## PROBLEM DESCRIPTION
Could you gather every line from the records below that contains the word "window" and copy each one whole? Count only matches with the same uppercase and lowercase letters.

## ENTRIES SHOWN
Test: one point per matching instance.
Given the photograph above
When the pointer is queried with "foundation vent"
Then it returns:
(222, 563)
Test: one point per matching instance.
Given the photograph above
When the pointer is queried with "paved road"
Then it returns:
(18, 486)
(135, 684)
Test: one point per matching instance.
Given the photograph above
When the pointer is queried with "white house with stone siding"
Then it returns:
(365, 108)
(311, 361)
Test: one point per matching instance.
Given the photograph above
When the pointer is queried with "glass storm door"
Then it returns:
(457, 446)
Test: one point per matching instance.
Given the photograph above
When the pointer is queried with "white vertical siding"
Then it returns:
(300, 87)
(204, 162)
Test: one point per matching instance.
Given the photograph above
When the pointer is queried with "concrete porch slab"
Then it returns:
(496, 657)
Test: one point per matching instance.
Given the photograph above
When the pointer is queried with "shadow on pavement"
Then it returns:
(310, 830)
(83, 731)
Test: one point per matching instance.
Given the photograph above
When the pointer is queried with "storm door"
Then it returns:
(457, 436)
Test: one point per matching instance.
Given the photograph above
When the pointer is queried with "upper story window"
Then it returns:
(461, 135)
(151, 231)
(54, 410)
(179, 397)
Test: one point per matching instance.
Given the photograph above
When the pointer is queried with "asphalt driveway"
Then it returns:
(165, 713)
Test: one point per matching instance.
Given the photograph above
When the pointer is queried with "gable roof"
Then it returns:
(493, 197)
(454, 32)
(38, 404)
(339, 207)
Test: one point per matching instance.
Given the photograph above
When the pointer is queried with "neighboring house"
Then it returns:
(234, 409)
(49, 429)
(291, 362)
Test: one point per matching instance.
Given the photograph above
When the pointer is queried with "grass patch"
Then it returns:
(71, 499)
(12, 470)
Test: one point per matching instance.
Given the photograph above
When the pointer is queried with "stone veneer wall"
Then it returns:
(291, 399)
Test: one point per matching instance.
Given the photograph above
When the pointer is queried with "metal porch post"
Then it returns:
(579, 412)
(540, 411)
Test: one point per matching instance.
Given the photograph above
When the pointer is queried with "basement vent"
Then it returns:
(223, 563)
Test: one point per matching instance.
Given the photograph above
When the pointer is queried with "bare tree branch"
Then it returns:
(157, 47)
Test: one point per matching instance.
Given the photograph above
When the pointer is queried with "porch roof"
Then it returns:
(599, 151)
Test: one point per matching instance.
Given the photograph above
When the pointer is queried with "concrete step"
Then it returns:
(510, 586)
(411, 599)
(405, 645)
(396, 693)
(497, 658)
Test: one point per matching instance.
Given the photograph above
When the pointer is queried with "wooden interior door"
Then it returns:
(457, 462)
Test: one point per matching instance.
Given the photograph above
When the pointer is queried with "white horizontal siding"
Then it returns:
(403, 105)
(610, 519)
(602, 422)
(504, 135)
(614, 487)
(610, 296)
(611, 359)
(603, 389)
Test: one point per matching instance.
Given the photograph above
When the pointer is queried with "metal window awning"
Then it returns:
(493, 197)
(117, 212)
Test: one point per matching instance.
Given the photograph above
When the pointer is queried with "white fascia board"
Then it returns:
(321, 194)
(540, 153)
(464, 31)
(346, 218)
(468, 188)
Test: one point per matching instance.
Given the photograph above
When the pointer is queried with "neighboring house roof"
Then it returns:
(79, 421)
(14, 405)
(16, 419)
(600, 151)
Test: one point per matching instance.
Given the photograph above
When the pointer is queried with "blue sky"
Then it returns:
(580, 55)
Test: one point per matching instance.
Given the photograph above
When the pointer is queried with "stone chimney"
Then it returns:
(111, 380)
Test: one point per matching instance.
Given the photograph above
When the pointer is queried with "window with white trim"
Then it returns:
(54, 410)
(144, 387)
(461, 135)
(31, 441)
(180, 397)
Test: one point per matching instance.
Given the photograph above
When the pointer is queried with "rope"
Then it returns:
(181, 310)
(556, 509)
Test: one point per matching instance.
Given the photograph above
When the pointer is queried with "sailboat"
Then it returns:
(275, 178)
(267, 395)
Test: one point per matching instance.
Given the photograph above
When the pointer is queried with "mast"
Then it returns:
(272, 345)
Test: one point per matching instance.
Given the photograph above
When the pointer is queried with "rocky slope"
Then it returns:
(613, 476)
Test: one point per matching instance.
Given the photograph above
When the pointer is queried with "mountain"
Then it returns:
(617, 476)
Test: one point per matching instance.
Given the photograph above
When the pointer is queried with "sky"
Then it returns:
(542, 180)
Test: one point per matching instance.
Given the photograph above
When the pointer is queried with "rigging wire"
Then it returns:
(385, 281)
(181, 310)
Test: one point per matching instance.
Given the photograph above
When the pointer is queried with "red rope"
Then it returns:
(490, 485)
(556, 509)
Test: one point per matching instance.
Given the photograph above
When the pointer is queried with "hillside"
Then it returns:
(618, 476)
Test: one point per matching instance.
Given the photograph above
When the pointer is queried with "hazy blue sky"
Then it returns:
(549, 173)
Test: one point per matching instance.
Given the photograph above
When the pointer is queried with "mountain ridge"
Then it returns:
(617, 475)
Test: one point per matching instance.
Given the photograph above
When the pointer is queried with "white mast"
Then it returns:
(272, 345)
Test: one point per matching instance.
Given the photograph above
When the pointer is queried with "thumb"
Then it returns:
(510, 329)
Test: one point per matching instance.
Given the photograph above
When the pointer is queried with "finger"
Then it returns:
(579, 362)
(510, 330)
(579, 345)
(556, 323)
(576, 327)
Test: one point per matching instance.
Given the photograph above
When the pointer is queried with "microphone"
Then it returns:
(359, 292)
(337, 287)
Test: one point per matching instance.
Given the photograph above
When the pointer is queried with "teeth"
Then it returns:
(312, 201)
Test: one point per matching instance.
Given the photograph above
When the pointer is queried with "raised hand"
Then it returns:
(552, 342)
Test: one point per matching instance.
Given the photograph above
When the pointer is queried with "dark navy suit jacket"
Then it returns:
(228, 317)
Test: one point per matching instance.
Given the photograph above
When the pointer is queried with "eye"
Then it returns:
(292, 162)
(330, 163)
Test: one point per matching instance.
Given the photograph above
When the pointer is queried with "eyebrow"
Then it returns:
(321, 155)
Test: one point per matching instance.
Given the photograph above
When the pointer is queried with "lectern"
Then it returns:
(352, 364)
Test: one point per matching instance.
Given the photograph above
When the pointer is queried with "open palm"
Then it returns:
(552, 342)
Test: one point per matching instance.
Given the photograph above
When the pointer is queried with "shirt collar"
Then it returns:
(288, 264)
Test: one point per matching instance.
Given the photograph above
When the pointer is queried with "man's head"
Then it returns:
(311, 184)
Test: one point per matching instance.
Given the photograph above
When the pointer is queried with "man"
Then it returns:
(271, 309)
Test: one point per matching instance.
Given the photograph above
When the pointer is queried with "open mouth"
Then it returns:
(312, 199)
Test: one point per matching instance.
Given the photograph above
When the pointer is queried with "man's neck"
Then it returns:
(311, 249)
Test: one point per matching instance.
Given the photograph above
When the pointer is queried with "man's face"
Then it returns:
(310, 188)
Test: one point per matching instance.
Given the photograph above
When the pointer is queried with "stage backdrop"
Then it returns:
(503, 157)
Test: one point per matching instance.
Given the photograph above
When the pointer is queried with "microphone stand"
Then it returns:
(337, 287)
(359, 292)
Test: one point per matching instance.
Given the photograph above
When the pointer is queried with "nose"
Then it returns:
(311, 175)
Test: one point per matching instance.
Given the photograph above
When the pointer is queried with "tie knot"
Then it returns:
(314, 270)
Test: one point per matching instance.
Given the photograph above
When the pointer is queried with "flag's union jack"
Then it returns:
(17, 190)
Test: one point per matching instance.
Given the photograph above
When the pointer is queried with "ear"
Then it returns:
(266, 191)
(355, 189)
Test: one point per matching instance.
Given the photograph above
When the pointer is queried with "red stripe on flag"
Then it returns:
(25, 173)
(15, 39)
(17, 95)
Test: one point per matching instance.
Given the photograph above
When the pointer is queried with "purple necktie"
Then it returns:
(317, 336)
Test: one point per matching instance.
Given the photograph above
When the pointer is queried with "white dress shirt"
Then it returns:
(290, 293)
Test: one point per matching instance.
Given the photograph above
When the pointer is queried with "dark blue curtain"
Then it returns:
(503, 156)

## RESPONSE
When the pointer is queried with "upper story window"
When the pointer is queried with "metal window awning"
When the pointer is queried with "window with white trim"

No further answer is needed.